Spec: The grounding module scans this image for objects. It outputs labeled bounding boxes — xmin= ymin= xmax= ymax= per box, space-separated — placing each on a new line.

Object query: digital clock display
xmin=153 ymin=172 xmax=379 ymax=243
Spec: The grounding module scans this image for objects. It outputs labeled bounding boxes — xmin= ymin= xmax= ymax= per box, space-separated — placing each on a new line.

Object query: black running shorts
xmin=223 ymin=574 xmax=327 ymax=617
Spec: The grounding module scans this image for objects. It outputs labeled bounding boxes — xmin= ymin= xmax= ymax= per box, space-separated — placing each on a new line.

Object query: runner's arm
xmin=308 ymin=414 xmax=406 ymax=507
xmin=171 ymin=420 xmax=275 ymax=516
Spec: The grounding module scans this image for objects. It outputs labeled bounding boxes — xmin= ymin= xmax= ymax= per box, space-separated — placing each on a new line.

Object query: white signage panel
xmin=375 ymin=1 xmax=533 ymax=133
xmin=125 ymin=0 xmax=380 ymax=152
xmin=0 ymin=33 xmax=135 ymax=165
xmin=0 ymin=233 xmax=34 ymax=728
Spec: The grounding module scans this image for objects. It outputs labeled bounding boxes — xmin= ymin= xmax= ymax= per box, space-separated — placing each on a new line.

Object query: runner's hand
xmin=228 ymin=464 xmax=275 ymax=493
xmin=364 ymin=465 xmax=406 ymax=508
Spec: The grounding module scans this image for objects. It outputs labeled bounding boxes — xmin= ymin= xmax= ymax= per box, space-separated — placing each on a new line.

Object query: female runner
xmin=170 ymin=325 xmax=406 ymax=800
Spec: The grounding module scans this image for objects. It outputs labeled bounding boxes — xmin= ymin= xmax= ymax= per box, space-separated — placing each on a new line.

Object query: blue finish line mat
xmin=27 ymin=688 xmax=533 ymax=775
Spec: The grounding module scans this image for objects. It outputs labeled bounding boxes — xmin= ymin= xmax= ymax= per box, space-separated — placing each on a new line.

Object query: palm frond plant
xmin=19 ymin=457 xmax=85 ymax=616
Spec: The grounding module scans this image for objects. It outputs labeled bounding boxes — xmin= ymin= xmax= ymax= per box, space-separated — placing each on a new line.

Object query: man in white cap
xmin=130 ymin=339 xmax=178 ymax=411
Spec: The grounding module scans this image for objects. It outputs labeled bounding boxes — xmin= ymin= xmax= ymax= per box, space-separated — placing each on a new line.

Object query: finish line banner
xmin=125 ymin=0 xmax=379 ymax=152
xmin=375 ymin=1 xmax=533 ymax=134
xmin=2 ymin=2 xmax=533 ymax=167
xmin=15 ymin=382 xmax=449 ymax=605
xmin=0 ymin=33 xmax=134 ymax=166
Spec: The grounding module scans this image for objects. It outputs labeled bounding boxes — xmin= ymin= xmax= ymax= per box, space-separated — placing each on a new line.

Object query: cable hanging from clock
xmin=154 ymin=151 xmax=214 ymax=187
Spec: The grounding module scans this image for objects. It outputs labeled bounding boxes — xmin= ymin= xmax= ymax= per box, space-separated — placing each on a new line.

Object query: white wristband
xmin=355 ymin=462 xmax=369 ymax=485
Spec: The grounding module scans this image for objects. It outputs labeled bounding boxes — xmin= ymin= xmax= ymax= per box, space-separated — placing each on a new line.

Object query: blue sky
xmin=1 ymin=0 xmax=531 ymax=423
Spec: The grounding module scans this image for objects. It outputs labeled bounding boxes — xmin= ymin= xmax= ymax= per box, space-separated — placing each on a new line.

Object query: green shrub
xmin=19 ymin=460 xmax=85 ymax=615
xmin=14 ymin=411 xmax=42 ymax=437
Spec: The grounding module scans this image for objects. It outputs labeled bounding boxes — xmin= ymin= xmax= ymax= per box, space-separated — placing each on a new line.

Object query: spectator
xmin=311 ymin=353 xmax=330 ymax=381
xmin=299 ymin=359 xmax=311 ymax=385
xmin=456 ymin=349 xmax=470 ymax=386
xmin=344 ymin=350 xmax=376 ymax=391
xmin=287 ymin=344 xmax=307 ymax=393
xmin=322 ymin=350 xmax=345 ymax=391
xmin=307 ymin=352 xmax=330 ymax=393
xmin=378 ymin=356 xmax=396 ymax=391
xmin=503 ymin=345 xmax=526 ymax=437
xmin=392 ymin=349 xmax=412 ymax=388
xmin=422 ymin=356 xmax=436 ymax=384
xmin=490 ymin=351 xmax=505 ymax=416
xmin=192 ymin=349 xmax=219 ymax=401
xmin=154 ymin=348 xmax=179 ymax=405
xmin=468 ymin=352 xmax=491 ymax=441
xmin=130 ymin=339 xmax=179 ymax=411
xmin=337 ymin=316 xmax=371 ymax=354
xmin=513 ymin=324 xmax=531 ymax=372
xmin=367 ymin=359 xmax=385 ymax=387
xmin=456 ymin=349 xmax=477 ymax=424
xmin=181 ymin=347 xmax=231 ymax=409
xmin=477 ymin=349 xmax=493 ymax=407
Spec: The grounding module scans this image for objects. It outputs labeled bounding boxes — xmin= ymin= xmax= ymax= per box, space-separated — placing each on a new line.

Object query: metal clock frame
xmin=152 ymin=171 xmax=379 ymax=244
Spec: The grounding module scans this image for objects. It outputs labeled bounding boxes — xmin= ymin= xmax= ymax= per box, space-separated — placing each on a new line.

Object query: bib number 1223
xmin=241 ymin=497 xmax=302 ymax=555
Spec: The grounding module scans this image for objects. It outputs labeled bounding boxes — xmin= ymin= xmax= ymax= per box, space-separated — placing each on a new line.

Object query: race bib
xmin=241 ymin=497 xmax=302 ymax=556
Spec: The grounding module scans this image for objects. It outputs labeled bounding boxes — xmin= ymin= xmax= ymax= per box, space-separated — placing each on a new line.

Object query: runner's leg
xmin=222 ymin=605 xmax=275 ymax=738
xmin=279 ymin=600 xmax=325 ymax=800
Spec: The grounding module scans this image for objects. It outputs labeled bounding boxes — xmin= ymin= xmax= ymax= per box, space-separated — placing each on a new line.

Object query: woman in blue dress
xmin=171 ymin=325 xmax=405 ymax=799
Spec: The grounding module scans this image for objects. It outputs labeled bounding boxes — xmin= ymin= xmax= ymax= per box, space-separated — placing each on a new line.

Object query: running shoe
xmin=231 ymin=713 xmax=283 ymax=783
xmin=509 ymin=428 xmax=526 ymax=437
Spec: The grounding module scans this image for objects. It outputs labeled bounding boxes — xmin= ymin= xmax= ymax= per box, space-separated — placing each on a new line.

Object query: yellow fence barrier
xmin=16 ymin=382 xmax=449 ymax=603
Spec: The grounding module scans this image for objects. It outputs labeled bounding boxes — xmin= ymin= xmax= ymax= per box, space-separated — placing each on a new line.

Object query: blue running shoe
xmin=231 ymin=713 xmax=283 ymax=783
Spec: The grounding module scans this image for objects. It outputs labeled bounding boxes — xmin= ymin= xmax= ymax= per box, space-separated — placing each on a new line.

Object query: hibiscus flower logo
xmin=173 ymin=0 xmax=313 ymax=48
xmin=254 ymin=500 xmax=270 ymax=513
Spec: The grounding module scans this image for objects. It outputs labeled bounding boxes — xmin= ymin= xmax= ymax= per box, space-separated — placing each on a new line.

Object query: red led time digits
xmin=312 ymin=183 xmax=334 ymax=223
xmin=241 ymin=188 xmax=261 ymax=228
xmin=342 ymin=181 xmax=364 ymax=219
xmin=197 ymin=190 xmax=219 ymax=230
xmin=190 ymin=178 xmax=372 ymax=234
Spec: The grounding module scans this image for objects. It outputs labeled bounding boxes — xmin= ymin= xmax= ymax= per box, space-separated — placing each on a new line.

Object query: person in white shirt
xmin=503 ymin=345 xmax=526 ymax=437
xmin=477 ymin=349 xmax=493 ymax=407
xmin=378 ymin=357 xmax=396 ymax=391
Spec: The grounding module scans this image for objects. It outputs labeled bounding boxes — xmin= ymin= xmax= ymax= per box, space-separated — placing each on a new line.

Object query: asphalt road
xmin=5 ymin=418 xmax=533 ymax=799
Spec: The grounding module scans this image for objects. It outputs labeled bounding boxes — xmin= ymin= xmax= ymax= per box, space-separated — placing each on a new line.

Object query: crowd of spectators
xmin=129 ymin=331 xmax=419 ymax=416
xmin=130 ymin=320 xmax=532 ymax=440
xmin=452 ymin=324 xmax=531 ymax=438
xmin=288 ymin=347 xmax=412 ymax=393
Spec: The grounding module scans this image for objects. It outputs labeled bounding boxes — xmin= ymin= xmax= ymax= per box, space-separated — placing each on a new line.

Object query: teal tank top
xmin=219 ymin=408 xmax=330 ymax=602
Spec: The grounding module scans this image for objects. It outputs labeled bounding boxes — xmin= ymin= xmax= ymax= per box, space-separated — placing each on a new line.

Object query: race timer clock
· · · · · · ·
### Requirement
What the answer should hold is an exact copy of each line from the one containing "Object query: crowd of spectators" to the final line of the listing above.

### Response to the exercise
Object query: crowd of spectators
xmin=129 ymin=331 xmax=419 ymax=416
xmin=130 ymin=320 xmax=532 ymax=440
xmin=452 ymin=324 xmax=531 ymax=438
xmin=288 ymin=347 xmax=412 ymax=393
Spec: The grounding module scans this image for objects. It outputs labeled bounding boxes — xmin= ymin= xmax= ymax= per box, space-separated — placing each on a new line.

Object query: teal tank top
xmin=219 ymin=408 xmax=330 ymax=602
Spec: The grounding module scans this image for objects. It outputs labeled bounding boxes — xmin= ymin= xmax= ymax= per box, space-separated — placing each on a new line.

Object query: race timer clock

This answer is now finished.